-- ASSIGNMENT --
Apart from the pictures, write out the records that follow exactly.

Start of RECORDS FOR THE EXERCISE

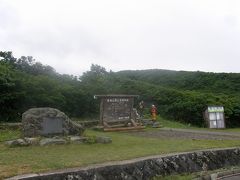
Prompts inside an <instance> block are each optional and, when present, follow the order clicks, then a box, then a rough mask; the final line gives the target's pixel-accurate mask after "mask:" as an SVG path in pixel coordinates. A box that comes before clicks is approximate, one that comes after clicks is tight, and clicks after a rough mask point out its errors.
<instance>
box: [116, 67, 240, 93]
mask: <svg viewBox="0 0 240 180" xmlns="http://www.w3.org/2000/svg"><path fill="white" fill-rule="evenodd" d="M117 74H119V75H121V76H122V77H126V78H130V79H135V80H141V81H145V82H149V83H153V84H156V85H161V86H164V87H170V88H175V89H180V90H191V91H192V90H194V91H198V92H209V93H215V94H216V93H217V94H220V93H225V94H232V93H233V94H238V93H239V90H240V73H212V72H200V71H197V72H190V71H170V70H160V69H152V70H137V71H129V70H127V71H120V72H118V73H117Z"/></svg>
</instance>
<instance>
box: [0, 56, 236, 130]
mask: <svg viewBox="0 0 240 180" xmlns="http://www.w3.org/2000/svg"><path fill="white" fill-rule="evenodd" d="M239 90H240V74H239V73H205V72H186V71H169V70H140V71H120V72H112V71H110V72H108V71H106V69H105V68H104V67H101V66H99V65H94V64H93V65H92V66H91V68H90V70H89V71H86V72H84V73H83V74H82V75H81V76H79V77H76V76H72V75H66V74H59V73H57V72H56V71H55V70H54V68H52V67H51V66H48V65H43V64H41V63H39V62H37V61H35V59H34V58H33V57H31V56H22V57H20V58H15V57H14V56H13V54H12V52H0V107H1V109H0V121H2V122H13V121H19V120H20V119H21V114H22V113H23V112H24V111H26V110H27V109H29V108H32V107H53V108H58V109H60V110H61V111H63V112H65V113H66V114H68V115H69V116H70V117H97V116H98V111H99V102H98V101H97V100H95V99H94V98H93V95H95V94H137V95H140V99H138V101H140V100H144V101H145V103H146V104H152V103H154V104H156V105H157V107H158V111H159V113H160V114H161V115H162V116H164V117H167V118H169V119H172V120H177V121H181V122H185V123H190V124H193V125H198V126H204V121H203V115H202V113H203V111H204V110H205V109H206V107H207V105H223V106H224V107H225V115H226V123H227V126H228V127H239V126H240V95H239Z"/></svg>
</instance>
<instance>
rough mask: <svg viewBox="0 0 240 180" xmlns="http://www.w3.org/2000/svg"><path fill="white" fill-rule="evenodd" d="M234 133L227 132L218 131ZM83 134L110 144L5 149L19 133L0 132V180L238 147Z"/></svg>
mask: <svg viewBox="0 0 240 180" xmlns="http://www.w3.org/2000/svg"><path fill="white" fill-rule="evenodd" d="M159 121H160V123H161V124H162V125H163V126H164V127H170V128H194V129H195V127H189V126H188V125H184V124H181V123H178V122H174V121H168V120H165V119H163V118H159ZM197 129H203V128H197ZM155 130H156V129H152V128H147V131H155ZM203 130H204V129H203ZM238 130H239V129H238ZM238 130H235V129H234V130H232V129H230V130H221V131H238ZM86 135H88V136H98V135H100V136H109V137H111V138H112V140H113V143H112V144H68V145H53V146H45V147H40V146H32V147H16V148H9V147H6V146H5V145H4V143H3V142H4V141H6V140H10V139H16V138H19V137H20V136H21V133H20V131H19V130H15V131H13V130H1V129H0V179H2V178H5V177H10V176H14V175H19V174H24V173H32V172H44V171H49V170H55V169H62V168H70V167H79V166H86V165H91V164H96V163H103V162H109V161H118V160H126V159H132V158H136V157H143V156H149V155H159V154H166V153H173V152H183V151H191V150H199V149H208V148H220V147H234V146H240V141H239V140H192V139H182V140H179V139H178V140H177V139H159V138H146V137H138V136H134V135H131V134H130V133H126V132H108V133H104V132H98V131H92V130H86ZM185 177H186V176H185ZM179 178H180V179H181V177H179Z"/></svg>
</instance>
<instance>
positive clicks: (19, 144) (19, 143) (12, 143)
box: [5, 139, 29, 147]
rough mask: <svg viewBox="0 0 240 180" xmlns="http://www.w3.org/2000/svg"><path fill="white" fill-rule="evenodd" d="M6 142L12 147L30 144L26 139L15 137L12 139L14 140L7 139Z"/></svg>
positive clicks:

End of RECORDS FOR THE EXERCISE

-- EXPECTED ANSWER --
Prompts inside an <instance> block are each optional and, when present, follow the order clicks, then a box, then a rough mask; the final line gives the target's pixel-accurate mask after "mask:" as an SVG path in pixel coordinates. A box that comes before clicks is approximate, one that comes after clicks is tight, and clicks after a rough mask point out its errors.
<instance>
box: [116, 67, 240, 93]
mask: <svg viewBox="0 0 240 180" xmlns="http://www.w3.org/2000/svg"><path fill="white" fill-rule="evenodd" d="M117 74H119V75H121V76H122V77H126V78H130V79H135V80H141V81H145V82H149V83H153V84H156V85H161V86H164V87H170V88H175V89H180V90H191V91H192V90H194V91H198V92H209V93H215V94H216V93H217V94H220V93H225V94H232V93H233V94H238V93H239V90H240V73H212V72H200V71H197V72H190V71H170V70H160V69H152V70H137V71H129V70H127V71H120V72H118V73H117Z"/></svg>
</instance>
<instance>
box: [0, 56, 236, 130]
mask: <svg viewBox="0 0 240 180" xmlns="http://www.w3.org/2000/svg"><path fill="white" fill-rule="evenodd" d="M239 90H240V74H239V73H205V72H186V71H169V70H140V71H120V72H112V71H110V72H108V71H106V69H105V68H104V67H101V66H99V65H94V64H93V65H92V66H91V68H90V70H89V71H86V72H84V73H83V74H82V75H81V76H79V77H76V76H72V75H66V74H59V73H57V72H56V71H55V70H54V68H52V67H51V66H48V65H43V64H41V63H39V62H37V61H35V59H34V58H33V57H31V56H22V57H20V58H15V57H14V56H13V54H12V52H0V107H1V109H0V121H2V122H13V121H19V120H20V119H21V114H22V113H23V112H24V111H26V110H27V109H29V108H32V107H53V108H58V109H60V110H61V111H63V112H65V113H66V114H68V115H69V116H70V117H97V116H98V111H99V102H98V101H97V100H95V99H94V98H93V95H95V94H137V95H140V99H138V101H140V100H144V101H145V103H146V104H152V103H154V104H156V105H157V107H158V111H159V113H160V114H161V115H162V116H164V117H167V118H169V119H172V120H177V121H181V122H185V123H190V124H193V125H198V126H204V121H203V115H202V113H203V111H204V110H205V109H206V107H207V105H223V106H224V107H225V115H226V123H227V126H228V127H239V126H240V95H239Z"/></svg>
</instance>
<instance>
rough mask: <svg viewBox="0 0 240 180" xmlns="http://www.w3.org/2000/svg"><path fill="white" fill-rule="evenodd" d="M234 133L227 132L218 131ZM83 134L110 144L5 149L19 133L0 132V180L238 147Z"/></svg>
mask: <svg viewBox="0 0 240 180" xmlns="http://www.w3.org/2000/svg"><path fill="white" fill-rule="evenodd" d="M159 121H160V123H161V124H162V125H163V126H164V127H170V128H194V129H195V127H189V126H188V125H184V124H181V123H178V122H174V121H168V120H165V119H163V118H159ZM197 129H203V128H197ZM155 130H156V129H152V128H147V131H155ZM203 130H204V129H203ZM238 130H239V129H238ZM238 130H235V129H234V130H232V129H230V130H221V131H238ZM86 135H88V136H98V135H100V136H109V137H111V138H112V140H113V143H112V144H68V145H53V146H45V147H40V146H32V147H16V148H9V147H6V146H5V145H4V143H3V142H4V141H6V140H10V139H16V138H19V137H20V136H21V133H20V131H19V130H15V131H13V130H1V129H0V179H2V178H5V177H10V176H14V175H19V174H24V173H32V172H44V171H49V170H55V169H62V168H70V167H79V166H86V165H91V164H96V163H103V162H109V161H118V160H126V159H132V158H136V157H143V156H149V155H159V154H166V153H173V152H183V151H191V150H199V149H208V148H220V147H234V146H240V141H239V140H192V139H182V140H179V139H178V140H177V139H159V138H146V137H138V136H134V135H131V134H130V133H126V132H108V133H104V132H98V131H92V130H86ZM185 177H186V176H185ZM179 178H180V179H181V177H179Z"/></svg>
</instance>
<instance>
positive clicks: (19, 144) (19, 143) (12, 143)
box: [5, 139, 29, 147]
rough mask: <svg viewBox="0 0 240 180" xmlns="http://www.w3.org/2000/svg"><path fill="white" fill-rule="evenodd" d="M6 142L12 147L30 144L26 139L15 137L12 139L14 140L7 139Z"/></svg>
positive clicks:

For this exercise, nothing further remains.